----- Excerpt to read -----

Most of this adventure just requires going on an outing with your pack, but I can still provide you with some tips to help things go smoothly! Call of the Wild is a really fun adventure and a great introduction to camping. Let’s look at each requirement in turn so you know exactly what your Cub will need to do!
1) Attend one of the following:
— A pack or family campout
— An outdoor activity with your den or pack
— Day camp
— Resident camp
This requirement is pretty simple, but will probably take the most time and planning of any of the requirements for Wolf rank. Your Cub needs to attend a day camp, resident camp, an overnight outing, or an outdoor activity with their pack or den. While on this trip, your Cub will be able to complete requirements 2, 4, and 6!
1.2) With your family or den, make a list of possible weather changes that could happen during your outing according to the time of year you are outside. Tell how you will be prepared for each one.
This can be completed during your outing from the first requirement and is all about being ready for changes in the weather. While on this outing, have your Cub list potential weather events that could impact that trip and how they can be prepared. For example, your Cub could make a list like this:
- Severe Thunderstorms
- Bring a raincoat and waterproof bags. Make sure shelter is available.
- Extreme Heat
- Bring plenty of water and sunscreen, make sure water is available at the site, and ensure time spent in the sun is kept to a minimum.
- Extreme Cold
- Pack warm clothing and a firestarter. Make sure to layer and prevent skin exposure to the cold, or frostbite could occur!
This list can carry over to requirement 4 as well. Make sure your Cub packs extra items based on the potential for bad weather. Even if it’s not in the forecast, it is still possible (happened to me more than once 😛 ). This is a great early opportunity to learn that it’s better to be overprepared than underprepared!
1.3) Do the following:
— Recite the Outdoor Code with your leader.
— Recite the Leave No Trace Principles for Kids with your leader. Talk about how these principles support the Outdoor Code.
— After your outdoor activity or campout, list the ways you demonstrated being careful with fire or other dangers.
For this requirement, your Cub will be tasked with memorizing and reciting the Outdoor Code and Leave No Trace Principles, as well as explaining what they mean. For your and your Cub’s reference, you can find both the Outdoor Code and Leave No Trace Principles below:
- The Outdoor Code
- As an American, I will do my best to—
- Be clean in my outdoor manners.
- Be careful with fire.
- Be considerate in the outdoors.
- Be conservation-minded.
- Leave No Trace Principles for Kids
- Plan Ahead and Prepare
- Travel and Camp on Durable Surfaces
- Dispose of Waste Properly (Pack It In, Pack It Out)
- Leave What You Find
- Minimize Campfire Impacts
- Respect Wildlife
- Be Considerate of Other Visitors
Thankfully, these outdoor ethics principles are pretty easy to memorize — and even easier to explain! I would recommend having your Cub recite these before bed so they can stick in their memory. Be sure to quiz them on the meaning of these sayings, and their importance as well (you can learn the meanings of the Outdoor code in my Outdoor Code Guide)!
The last part of this requirement is understanding and demonstrating fire safety. This can be done on your outing in requirement 1.1, particularly if your Cub chooses to go on a campout. The best practices around a fire include:
- What goes in the fire stays in the fire
- Stand at least a foot away from the fire
- Keep the fire in the firepit
By following these simple guidelines, your Cub will have shown fire safety while on an outing! If your Cub doesn’t go on an outing that is suitable for a fire, they can still complete this part of the requirement by demonstrating safety around other dangers like roads, water, or wildlife! 😀
1.4) Show or demonstrate what to do:
— In case of a natural disaster such as an earthquake or flood.

----- Provided data -----

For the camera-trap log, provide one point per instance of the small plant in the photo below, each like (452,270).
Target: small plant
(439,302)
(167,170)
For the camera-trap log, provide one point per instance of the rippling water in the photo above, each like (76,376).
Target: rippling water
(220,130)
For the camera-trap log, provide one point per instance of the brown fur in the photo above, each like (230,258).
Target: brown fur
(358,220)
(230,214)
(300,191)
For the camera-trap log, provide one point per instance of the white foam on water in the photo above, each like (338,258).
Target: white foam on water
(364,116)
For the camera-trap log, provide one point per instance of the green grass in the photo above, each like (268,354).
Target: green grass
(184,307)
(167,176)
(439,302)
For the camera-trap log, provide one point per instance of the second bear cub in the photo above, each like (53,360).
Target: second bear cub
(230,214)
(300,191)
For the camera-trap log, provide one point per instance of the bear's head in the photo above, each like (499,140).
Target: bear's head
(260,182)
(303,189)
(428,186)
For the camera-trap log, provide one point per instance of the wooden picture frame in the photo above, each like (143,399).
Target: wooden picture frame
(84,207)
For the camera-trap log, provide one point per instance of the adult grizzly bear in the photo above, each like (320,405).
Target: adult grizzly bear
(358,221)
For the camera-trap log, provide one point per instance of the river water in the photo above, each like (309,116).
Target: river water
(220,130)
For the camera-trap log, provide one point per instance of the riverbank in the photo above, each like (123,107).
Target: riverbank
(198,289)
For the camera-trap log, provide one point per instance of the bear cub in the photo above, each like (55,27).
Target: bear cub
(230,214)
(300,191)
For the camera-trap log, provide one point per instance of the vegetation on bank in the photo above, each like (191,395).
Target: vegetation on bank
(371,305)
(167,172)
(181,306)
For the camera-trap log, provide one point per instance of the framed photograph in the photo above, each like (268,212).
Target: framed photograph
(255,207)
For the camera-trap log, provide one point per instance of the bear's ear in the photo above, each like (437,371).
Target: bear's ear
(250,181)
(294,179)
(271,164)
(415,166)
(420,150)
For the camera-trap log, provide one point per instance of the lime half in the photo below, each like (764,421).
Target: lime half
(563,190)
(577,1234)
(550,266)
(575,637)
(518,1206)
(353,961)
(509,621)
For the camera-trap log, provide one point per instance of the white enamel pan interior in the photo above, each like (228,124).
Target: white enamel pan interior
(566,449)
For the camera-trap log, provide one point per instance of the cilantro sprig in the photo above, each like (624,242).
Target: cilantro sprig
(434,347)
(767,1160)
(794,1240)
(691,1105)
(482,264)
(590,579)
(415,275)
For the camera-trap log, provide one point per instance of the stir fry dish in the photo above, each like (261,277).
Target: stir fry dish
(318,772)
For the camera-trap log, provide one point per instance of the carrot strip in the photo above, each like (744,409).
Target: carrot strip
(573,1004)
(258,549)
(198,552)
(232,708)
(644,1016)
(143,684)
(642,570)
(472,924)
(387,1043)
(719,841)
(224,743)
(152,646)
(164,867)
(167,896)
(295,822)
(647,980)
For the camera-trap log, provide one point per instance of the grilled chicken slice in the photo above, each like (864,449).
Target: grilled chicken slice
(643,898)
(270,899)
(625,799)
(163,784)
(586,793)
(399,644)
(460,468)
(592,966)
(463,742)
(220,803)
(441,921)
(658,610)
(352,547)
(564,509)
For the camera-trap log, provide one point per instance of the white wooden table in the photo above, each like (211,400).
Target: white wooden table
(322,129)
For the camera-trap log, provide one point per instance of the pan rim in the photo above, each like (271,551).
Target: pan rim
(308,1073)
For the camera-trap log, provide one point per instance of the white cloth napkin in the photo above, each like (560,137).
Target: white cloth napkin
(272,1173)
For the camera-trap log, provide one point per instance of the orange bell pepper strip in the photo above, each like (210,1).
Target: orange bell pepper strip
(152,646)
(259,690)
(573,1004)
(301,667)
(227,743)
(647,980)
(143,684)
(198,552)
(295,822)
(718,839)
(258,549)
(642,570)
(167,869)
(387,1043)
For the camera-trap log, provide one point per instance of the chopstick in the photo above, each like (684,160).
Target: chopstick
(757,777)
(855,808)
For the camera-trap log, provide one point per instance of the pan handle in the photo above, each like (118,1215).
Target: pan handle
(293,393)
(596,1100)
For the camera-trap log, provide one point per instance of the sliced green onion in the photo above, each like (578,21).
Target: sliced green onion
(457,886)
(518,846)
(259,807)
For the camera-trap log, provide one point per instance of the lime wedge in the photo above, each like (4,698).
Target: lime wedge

-----
----- Provided data -----

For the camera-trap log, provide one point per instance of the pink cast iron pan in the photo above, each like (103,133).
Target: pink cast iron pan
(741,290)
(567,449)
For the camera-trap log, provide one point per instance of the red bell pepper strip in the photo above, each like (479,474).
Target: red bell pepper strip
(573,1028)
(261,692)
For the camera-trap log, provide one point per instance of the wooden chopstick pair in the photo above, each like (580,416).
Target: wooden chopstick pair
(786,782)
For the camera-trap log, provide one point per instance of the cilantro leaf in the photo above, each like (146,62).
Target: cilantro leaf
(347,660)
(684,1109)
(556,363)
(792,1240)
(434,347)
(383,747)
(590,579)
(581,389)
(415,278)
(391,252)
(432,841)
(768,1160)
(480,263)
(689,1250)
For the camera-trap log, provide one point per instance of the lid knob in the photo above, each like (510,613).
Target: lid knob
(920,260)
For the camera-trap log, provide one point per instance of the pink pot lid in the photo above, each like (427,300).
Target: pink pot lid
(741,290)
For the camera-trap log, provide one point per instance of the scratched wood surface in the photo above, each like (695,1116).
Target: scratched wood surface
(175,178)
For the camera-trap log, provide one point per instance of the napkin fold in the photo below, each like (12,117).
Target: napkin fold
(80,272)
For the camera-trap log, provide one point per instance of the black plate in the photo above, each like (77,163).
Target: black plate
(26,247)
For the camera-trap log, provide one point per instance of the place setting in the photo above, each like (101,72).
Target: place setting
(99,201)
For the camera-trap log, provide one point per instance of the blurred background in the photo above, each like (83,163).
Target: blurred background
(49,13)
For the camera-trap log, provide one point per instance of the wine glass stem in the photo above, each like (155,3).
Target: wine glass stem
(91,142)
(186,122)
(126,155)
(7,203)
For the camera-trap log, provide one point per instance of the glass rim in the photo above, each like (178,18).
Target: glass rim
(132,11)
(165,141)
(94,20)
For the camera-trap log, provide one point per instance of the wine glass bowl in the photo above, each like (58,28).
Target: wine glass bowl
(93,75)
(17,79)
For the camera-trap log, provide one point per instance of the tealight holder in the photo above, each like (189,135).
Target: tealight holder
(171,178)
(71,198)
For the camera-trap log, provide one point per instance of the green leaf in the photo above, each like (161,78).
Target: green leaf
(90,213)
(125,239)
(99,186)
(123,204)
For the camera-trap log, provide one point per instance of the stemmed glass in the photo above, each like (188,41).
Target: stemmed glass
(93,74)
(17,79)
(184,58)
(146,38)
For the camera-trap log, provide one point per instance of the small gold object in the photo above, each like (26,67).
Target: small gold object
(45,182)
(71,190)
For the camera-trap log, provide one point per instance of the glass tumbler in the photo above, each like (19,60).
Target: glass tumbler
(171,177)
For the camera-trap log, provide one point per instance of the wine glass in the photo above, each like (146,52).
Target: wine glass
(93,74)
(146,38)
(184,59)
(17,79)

-----

**Problems and tasks:**
1: Using the Call of the Wild guide, decide whether each statement agrees with it. Answer yes or no and quote the words that decide it. (a) "Be careful with fire" is one of the lines of the Outdoor Code. (b) The guide recommends having the Cub recite the principles in the morning. (c) One fire practice listed is to stand at least three feet away from the fire.
2: Write the next part of the Call of the Wild guide, picking up after its final line.

**Results in order:**
1:
(a) Yes: "Be careful with fire."
(b) No: "I would recommend having your Cub recite these before bed so they can stick in their memory."
(c) No: "Stand at least a foot away from the fire"

2:
— To keep from spreading your germs.
For this requirement, your Cub will need to learn what to do when there’s a flood or an earthquake. Plus, they’ll also learn about best practices to avoid spreading germs. All of this is essential information to know, especially if you’re in an outdoor setting, working together with other people!
Let’s begin with how to respond to natural disasters such as earthquakes or floods. To kick things off, here’s official guidance on earthquakes from the USGS: Below is a quick recap of this potentially life-saving info for handling earthquakes:
- If you are Indoors — Stay there!
- Get under a desk or table, move into a hallway, or hide against an inside wall.
- Stay away from windows, fireplaces, and heavy furniture that could fall.
- Get out of the kitchen, or anywhere where things can fall on you.
- Don’t run downstairs or go outside while the building is shaking. Staying put is safer.
- If you are Outside — get into the open,
- Move away from buildings, power lines, trees, chimneys, and anything else that might fall on you.
- If you are Driving — carefully pull over.
- Move your car as far out of traffic as possible.
- Don’t stop on or under a bridge or overpass or under trees, light posts, power lines, or signs. Stay in your car until the shaking stops.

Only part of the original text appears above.